● Passage provided:
For these questions, we let \(q\) be a real number with \(-1 \leq q \leq 1\) and let \(r\) be a real number.
- How can an inverse trigonometric function be used to determine one solution of an equation of the form \(\sin(x) = q, \cos(x) = q\), or \(\tan(x) = r\)?
- How can properties of the trigonometric functions be used to determine all solutions of an equation of the form \(\sin(x) = q, \cos(x) = q\), or \(\tan(x) = r\)? within one complete period of the trigonometric function?
- How can we use the period of a trigonometric function to determine a formula for the solutions of an equation of the form \(\sin(x) = q, \cos(x) = q\), or \(\tan(x) = r\)?
Recall that a mathematical equation like \(x^{2} = 1\) is a relation between two expressions that may be true for some values of the variable while an identity like \(\cos(-x) = \cos(x)\) is an equation that is true for all allowable values of the variable. So an identity is a special type of equation. Equations that are not identities are also called conditional equations because they are not valid for all allowable values of the variable. To solve an equation means to find all of the values for the variables that make the two expressions on either side of the equation equal to each other. We solved algebraic equations in algebra and now we will solve trigonometric equations.
A trigonometric equation is an equation that involves trigonometric functions. We have already used graphical methods to approximate solutions of trigonometric equations. In Example 2.17, we used the function
\[V(t) = 35\cos \left(\dfrac{5\pi}{3}t \right) + 105\]
as a model for the amount of blood in the heart. For this function, t is measured in seconds since the heart was full and V .t / is measured in milliliters. To determine the times when there are 140 milliliters of blood in the heart, we needed to solve the equation
\[35\cos \left(\dfrac{5\pi}{3}t \right) + 105 = 100\]
At that time, we used the “intersect” capability of a graphing utility to determine some solutions of this equation. In this section, we will learn how to use the inverse cosine function and properties of the cosine function to determine the solutions of this equation. We begin by first studying simpler equations.

● Available data:
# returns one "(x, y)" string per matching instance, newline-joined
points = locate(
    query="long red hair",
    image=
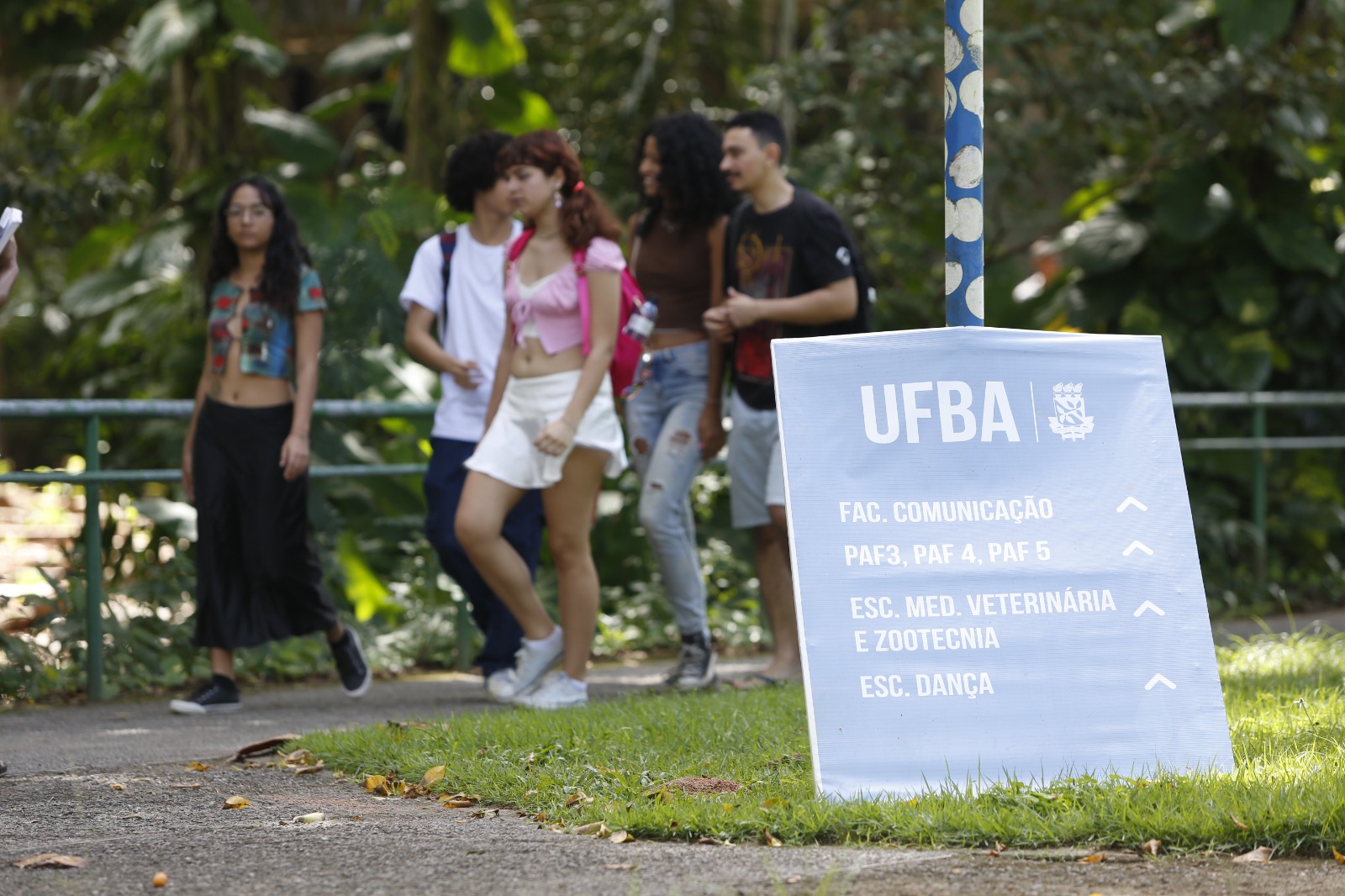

● Prompt 1: Quote the passage on trigonometric equations word for word, from "Recall that a" up to and including "solve trigonometric equations.".
● Prompt 2: In the passage on trigonometric equations, what name is given to equations that are not identities?

● Full solution 1:
Recall that a mathematical equation like \(x^{2} = 1\) is a relation between two expressions that may be true for some values of the variable while an identity like \(\cos(-x) = \cos(x)\) is an equation that is true for all allowable values of the variable. So an identity is a special type of equation. Equations that are not identities are also called conditional equations because they are not valid for all allowable values of the variable. To solve an equation means to find all of the values for the variables that make the two expressions on either side of the equation equal to each other. We solved algebraic equations in algebra and now we will solve trigonometric equations.

● Full solution 2: They are called conditional equations.